++++ Source material ++++
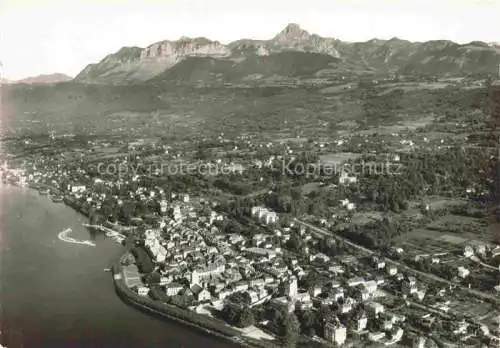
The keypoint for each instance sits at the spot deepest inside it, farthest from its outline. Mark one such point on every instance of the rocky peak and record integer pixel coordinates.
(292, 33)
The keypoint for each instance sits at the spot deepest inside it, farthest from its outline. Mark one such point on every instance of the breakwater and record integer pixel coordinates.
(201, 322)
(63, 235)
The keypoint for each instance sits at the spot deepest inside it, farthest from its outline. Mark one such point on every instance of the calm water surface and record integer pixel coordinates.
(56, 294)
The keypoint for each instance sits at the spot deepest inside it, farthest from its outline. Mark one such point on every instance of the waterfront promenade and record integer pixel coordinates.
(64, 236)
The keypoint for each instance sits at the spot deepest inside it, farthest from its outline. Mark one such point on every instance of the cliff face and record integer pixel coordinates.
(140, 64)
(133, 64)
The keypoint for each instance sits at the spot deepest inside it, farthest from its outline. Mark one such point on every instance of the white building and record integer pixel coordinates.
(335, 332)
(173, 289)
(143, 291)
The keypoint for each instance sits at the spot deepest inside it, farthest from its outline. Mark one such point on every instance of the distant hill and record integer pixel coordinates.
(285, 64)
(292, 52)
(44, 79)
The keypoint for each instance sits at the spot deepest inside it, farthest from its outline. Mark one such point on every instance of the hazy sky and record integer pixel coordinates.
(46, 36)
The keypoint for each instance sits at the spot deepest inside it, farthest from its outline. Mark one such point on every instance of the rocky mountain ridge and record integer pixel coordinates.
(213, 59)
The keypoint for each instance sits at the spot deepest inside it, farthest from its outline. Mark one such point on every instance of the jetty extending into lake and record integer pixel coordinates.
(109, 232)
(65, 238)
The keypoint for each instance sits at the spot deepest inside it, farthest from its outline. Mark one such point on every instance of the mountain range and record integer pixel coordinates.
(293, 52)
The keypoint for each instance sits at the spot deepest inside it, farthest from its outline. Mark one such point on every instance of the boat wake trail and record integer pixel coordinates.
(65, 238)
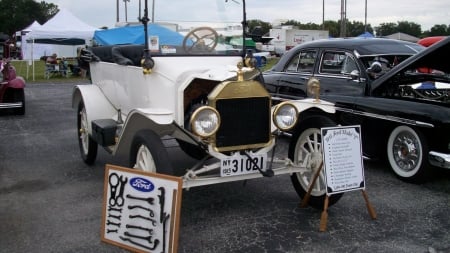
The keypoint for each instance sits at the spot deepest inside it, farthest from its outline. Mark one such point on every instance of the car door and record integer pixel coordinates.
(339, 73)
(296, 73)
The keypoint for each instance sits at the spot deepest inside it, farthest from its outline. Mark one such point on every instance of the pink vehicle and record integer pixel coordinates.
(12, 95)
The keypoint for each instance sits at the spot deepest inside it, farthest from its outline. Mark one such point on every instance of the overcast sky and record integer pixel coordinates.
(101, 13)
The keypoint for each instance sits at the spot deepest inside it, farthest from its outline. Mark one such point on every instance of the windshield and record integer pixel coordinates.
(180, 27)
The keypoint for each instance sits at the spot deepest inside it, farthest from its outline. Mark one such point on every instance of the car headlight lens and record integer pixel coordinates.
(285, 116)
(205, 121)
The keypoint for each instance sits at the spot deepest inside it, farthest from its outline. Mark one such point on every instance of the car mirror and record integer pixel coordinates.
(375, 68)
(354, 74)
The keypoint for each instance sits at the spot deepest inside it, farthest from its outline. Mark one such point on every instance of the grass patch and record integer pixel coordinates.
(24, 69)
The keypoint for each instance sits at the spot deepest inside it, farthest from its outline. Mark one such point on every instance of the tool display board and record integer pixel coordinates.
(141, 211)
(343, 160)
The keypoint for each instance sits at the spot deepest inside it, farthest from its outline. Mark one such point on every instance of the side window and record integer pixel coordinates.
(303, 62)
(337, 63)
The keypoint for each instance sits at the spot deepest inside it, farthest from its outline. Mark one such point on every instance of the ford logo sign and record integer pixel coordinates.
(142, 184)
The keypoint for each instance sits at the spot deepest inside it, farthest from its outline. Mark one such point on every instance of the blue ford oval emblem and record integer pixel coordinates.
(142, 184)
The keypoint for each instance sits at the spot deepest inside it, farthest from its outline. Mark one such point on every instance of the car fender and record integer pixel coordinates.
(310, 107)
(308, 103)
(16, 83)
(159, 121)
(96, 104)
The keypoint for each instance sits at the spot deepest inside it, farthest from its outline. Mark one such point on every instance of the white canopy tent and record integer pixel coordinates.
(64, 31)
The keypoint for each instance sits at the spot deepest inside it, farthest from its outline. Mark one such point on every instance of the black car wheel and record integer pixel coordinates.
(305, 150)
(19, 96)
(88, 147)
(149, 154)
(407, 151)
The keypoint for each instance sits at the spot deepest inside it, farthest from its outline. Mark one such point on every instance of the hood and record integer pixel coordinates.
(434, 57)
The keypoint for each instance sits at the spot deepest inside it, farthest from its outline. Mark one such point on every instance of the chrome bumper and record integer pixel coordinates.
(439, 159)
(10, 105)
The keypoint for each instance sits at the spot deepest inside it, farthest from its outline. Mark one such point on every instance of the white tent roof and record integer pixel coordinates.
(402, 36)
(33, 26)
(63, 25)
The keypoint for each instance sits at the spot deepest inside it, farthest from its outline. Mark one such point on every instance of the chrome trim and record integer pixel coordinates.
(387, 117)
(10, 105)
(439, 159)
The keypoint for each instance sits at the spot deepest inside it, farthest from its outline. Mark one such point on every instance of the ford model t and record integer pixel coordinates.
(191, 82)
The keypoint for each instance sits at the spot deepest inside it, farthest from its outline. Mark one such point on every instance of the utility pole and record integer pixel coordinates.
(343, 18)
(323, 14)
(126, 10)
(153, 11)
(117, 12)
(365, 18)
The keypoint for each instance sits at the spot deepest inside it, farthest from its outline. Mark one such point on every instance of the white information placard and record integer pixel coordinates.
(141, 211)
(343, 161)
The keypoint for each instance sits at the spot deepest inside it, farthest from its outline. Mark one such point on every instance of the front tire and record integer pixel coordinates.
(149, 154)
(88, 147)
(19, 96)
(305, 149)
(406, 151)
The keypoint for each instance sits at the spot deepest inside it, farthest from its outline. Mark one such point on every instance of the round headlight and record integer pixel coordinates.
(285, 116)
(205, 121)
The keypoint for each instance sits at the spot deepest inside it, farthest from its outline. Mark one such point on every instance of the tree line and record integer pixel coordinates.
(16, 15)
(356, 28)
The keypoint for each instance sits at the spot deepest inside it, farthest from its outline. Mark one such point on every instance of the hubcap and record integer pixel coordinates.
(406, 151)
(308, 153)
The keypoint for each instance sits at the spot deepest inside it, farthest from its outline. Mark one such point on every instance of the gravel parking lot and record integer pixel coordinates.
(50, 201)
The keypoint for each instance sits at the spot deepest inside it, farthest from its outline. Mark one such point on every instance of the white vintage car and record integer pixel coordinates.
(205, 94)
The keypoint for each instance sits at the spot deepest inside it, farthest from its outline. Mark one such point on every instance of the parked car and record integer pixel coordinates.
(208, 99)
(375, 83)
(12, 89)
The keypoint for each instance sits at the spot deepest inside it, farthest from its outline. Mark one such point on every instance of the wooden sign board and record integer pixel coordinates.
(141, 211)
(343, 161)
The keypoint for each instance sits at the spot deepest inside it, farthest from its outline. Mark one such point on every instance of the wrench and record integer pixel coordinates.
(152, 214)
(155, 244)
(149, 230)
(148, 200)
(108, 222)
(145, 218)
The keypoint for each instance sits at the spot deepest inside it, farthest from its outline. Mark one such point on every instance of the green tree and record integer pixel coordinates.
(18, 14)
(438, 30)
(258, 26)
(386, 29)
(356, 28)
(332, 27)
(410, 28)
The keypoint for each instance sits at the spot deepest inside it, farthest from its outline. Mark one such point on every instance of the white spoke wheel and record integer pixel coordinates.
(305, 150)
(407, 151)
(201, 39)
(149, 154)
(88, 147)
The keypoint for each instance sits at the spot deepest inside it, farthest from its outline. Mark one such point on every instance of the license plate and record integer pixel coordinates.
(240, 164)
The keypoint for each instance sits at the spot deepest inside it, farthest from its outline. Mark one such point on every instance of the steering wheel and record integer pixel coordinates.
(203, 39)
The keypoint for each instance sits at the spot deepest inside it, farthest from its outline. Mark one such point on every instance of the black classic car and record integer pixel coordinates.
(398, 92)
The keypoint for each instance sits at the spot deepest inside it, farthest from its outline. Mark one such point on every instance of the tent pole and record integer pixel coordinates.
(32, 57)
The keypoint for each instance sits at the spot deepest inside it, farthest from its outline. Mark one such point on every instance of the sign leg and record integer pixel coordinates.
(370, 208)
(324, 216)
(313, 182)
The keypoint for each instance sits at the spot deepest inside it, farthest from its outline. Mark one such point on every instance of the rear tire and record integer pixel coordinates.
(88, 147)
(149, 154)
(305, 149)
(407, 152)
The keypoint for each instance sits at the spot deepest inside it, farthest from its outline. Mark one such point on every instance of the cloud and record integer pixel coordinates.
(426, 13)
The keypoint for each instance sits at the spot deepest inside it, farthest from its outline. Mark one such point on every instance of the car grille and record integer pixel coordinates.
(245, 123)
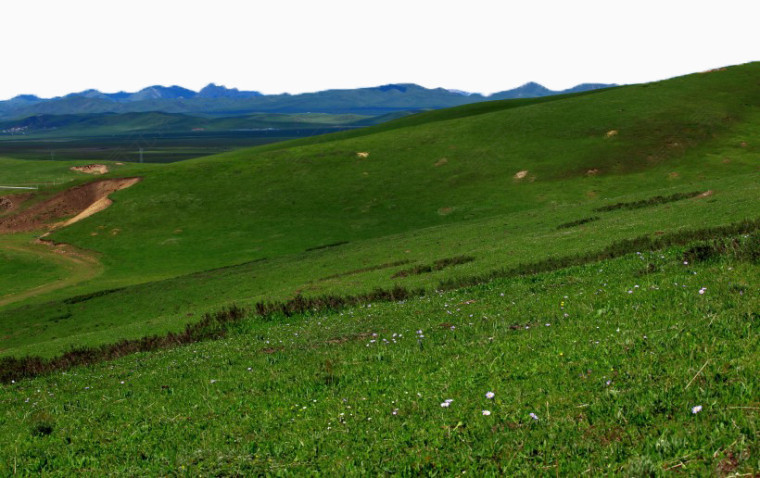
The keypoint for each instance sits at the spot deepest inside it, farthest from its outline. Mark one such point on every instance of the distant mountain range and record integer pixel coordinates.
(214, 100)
++++
▶ **Exercise**
Make an exact copy of only those lines that run from the line with "tent pole and record integer pixel coordinates." through the end of the records, excluding pictures.

▶ **Correct response**
The keypoint for each instance sits at the spot deepest inside it, farthest from its outline. Mark one such point on every instance of the tent pole and record integer pixel coordinates.
(32, 57)
The keypoint for each instance sits at the spot deepest inside it, farthest from its outline. Mark one such point on every instance of the sign leg and record integer pixel coordinates.
(370, 208)
(324, 216)
(313, 182)
The keypoint for each instance sits at the spot deepest inside it, farthest from its outline. Mark one such point on every instance of the rear tire and record integer pixel coordinates.
(88, 147)
(149, 154)
(305, 149)
(407, 152)
The keypoint for each instance sits at the spot deepest inside it, farthest from its outline. Mark one such point on every instance of the cloud and record integer pixel coordinates.
(426, 13)
The keypoint for each instance sits at the spot deepest inside it, farthest from its outline. Mark one such point on every instance of the car grille and record integer pixel coordinates.
(245, 123)
The keypoint for each instance sits at the spot deepest inside it, farthest from its outline. Mark one such point on every instance of the distant mountain range and record integer pixel coordinates.
(214, 100)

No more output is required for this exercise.